#### [WHAT TO WORK ON]
Count the lines in the entries below that contain the string "mask". Reply with only the number.

#### [DATA FOR THE TASK]
━━━━━━━━━━━━━━━━━━━━

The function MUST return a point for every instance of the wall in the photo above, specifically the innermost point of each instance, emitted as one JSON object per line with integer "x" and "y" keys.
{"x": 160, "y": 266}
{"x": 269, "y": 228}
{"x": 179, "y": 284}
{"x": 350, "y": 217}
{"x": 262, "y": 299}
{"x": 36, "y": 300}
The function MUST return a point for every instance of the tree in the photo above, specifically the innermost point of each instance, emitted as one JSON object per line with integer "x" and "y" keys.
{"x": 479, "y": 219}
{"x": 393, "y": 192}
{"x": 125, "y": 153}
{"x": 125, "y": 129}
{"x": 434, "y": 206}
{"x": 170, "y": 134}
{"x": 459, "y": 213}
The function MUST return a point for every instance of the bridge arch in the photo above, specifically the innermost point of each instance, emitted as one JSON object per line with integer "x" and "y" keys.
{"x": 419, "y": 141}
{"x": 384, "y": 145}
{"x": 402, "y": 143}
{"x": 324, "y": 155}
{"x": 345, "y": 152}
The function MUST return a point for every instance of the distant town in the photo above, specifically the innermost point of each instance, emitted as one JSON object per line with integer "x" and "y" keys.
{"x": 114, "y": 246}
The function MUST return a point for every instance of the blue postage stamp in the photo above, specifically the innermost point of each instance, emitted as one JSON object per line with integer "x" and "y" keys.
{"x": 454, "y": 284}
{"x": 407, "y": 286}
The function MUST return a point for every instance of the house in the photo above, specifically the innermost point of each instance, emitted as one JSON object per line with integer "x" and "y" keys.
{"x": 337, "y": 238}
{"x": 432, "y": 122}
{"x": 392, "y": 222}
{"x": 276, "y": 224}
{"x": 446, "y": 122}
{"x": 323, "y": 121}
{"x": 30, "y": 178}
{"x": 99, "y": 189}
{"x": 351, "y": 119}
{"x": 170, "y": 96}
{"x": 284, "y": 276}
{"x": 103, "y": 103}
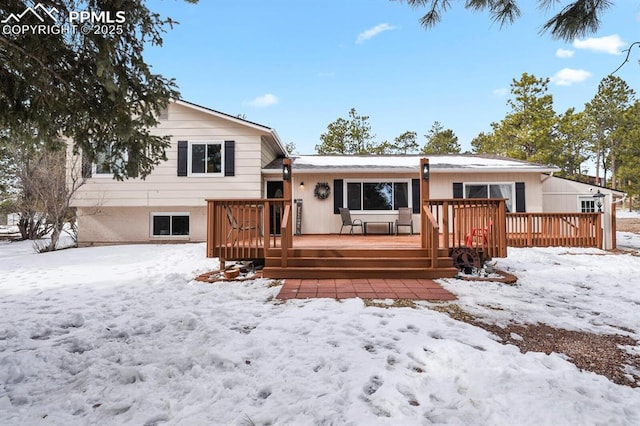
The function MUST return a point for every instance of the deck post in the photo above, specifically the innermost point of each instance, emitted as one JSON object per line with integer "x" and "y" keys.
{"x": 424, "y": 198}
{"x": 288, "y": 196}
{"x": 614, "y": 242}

━━━━━━━━━━━━━━━━━━━━

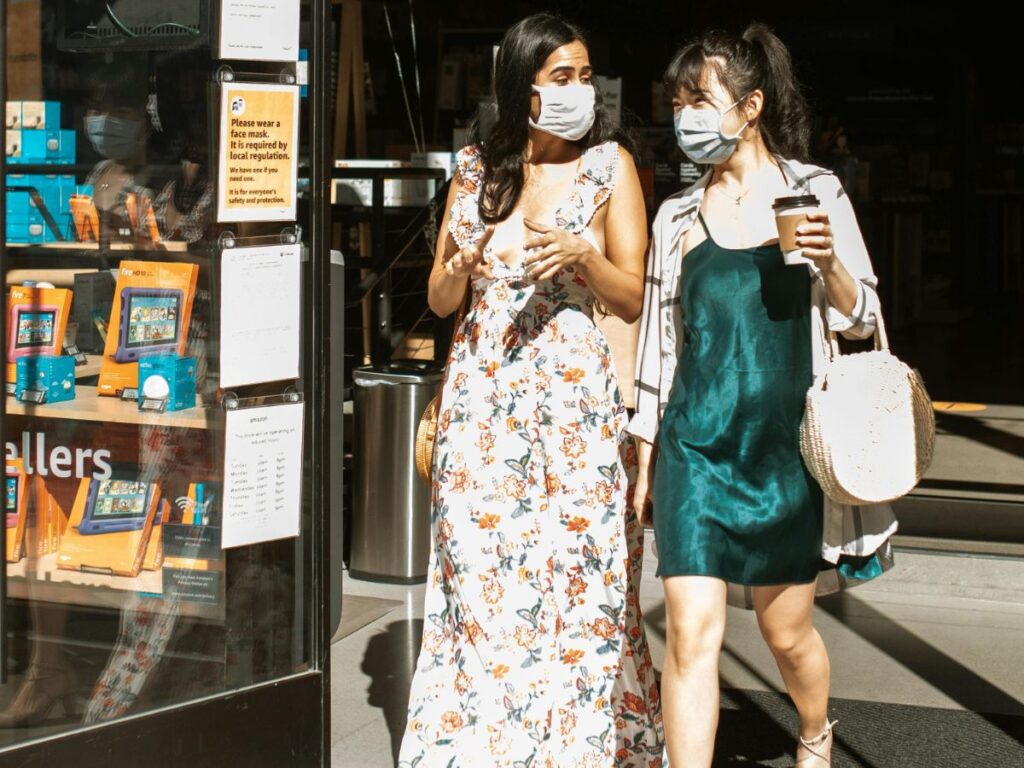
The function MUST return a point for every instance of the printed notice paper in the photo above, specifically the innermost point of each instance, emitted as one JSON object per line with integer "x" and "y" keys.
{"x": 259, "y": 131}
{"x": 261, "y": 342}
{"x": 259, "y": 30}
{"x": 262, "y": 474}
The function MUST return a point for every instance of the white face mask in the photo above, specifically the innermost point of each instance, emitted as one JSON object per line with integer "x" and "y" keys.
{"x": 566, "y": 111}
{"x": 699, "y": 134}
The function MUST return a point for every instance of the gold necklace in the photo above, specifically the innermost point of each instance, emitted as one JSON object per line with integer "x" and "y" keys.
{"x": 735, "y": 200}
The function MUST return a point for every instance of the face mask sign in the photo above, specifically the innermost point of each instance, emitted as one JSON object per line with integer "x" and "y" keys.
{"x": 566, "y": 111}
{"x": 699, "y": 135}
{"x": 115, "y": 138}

━━━━━━━━━━━━━━━━━━━━

#### [OUTPUT]
2